[START Supplied material]
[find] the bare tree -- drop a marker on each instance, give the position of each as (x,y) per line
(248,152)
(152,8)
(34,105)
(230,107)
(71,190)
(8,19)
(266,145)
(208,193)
[END Supplied material]
(Problem to solve):
Turn the listing above into a Markdown table with two columns, Row and Content. Number each non-blank line and skip any blank ones.

(Complete output):
| Row | Content |
|---|---|
| 1 | [find] the bare tree -- drop a marker on each instance, give the position of each as (x,y) per line |
| 2 | (248,152) |
| 3 | (152,8) |
| 4 | (34,105) |
| 5 | (230,107) |
| 6 | (71,190) |
| 7 | (8,19) |
| 8 | (266,145) |
| 9 | (208,193) |